▸ EXERCISE: Change every "Trace the outline" in the lines below to "Draw the outline" and give the lines again, leaving everything else untouched.

(Labeled region records)

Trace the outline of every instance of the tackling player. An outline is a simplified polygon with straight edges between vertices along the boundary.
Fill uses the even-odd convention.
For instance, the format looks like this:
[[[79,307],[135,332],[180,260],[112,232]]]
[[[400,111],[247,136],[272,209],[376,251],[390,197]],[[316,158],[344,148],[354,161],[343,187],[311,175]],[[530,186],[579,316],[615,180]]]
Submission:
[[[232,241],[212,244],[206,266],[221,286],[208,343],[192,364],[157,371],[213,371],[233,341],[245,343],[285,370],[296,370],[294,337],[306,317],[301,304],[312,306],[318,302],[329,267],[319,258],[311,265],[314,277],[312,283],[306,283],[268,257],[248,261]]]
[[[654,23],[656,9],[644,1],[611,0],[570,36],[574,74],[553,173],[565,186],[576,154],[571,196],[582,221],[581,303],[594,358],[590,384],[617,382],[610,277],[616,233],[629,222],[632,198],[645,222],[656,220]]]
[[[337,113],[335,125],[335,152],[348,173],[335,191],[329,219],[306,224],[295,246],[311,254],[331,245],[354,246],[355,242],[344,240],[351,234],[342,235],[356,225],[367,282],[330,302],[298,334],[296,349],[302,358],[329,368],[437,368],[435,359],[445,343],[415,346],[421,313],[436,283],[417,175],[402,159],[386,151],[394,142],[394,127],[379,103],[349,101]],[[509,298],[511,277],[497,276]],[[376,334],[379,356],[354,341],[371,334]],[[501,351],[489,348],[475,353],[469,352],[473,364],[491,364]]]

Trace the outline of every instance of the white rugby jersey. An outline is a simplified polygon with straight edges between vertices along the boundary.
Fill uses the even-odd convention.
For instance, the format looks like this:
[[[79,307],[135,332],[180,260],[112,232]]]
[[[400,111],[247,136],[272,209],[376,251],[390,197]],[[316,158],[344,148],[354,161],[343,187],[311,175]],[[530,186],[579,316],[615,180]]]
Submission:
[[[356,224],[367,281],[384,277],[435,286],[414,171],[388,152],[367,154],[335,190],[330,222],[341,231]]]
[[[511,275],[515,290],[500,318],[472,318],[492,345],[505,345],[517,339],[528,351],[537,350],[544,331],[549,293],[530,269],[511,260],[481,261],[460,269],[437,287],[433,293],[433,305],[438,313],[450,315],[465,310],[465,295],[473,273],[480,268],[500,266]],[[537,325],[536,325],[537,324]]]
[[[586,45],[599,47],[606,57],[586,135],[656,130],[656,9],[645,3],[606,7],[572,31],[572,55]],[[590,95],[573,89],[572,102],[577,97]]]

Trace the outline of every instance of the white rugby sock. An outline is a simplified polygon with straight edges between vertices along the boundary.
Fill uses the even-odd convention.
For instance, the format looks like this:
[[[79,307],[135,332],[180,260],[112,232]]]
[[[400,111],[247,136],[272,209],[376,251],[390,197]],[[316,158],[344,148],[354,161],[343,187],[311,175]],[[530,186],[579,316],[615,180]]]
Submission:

▸ EXERCISE OUTPUT:
Draw the outline of every instance of the tackling player. An outline is a simplified polygon with straight edges between vertices along the boundary.
Fill uses the even-odd convention.
For instance, the format looks like this:
[[[79,307],[135,332],[180,260],[112,232]]]
[[[400,111],[247,136],[272,209],[376,251],[390,197]],[[316,158],[344,148],[354,161],[343,187],[311,175]],[[530,186],[579,316],[615,180]]]
Submission:
[[[232,241],[212,244],[206,266],[221,286],[208,343],[192,364],[157,371],[213,371],[233,341],[245,343],[285,370],[296,370],[294,337],[306,317],[301,304],[312,306],[318,302],[329,267],[319,258],[311,265],[314,277],[312,283],[306,283],[268,257],[248,261]]]
[[[654,23],[656,9],[644,1],[611,0],[570,36],[574,74],[553,173],[565,186],[576,154],[571,196],[582,221],[581,303],[594,358],[590,384],[617,382],[610,277],[616,233],[629,222],[632,198],[645,222],[656,220]]]
[[[337,113],[335,125],[335,152],[348,173],[335,191],[329,219],[306,224],[295,246],[311,254],[331,245],[354,246],[355,242],[344,240],[351,234],[342,235],[356,225],[367,282],[330,302],[298,334],[296,349],[302,358],[329,368],[437,368],[435,359],[445,343],[415,346],[421,313],[436,283],[417,175],[402,159],[386,151],[394,142],[394,127],[379,103],[349,101]],[[509,298],[511,277],[497,276]],[[376,334],[379,356],[354,341],[371,334]],[[501,351],[489,348],[475,353],[469,352],[473,364],[491,364]]]

Draw the outline of every instance of the white rugby jersey. An outline is a simplified polygon with straight edges between vertices along the boundary.
Fill uses the even-odd convention.
For instance, the format looks like this:
[[[79,307],[135,332],[180,260],[112,232]]]
[[[400,111],[247,136],[272,209],[376,251],[390,197]],[[316,158],[344,148],[354,161],[343,187],[311,175]],[[530,186],[579,316],[615,180]]]
Submission:
[[[356,224],[367,281],[384,277],[435,286],[414,171],[388,152],[367,154],[335,190],[330,222],[341,231]]]
[[[511,275],[515,290],[500,318],[472,318],[492,345],[505,345],[517,339],[528,351],[537,350],[544,331],[549,293],[530,269],[511,260],[481,261],[460,269],[437,287],[433,293],[433,305],[438,313],[450,315],[465,310],[465,295],[473,273],[480,268],[500,266]],[[537,325],[536,325],[537,324]]]
[[[586,45],[599,47],[606,57],[586,135],[656,130],[656,9],[645,3],[606,7],[572,31],[572,55]],[[590,95],[573,89],[572,102],[577,97]]]

Draw the outline of every instance of the white rugby sock. An outline is a simplified polygon with straight edges between vertices along the boundary.
Fill uses the even-odd convention.
For instance, the format looks like this:
[[[79,307],[135,332],[180,260],[112,232]]]
[[[400,111],[247,136],[272,209],[376,251],[390,197]],[[316,158],[344,148],[354,161],[343,187],[311,175]],[[530,186],[579,316],[615,180]]]
Submission:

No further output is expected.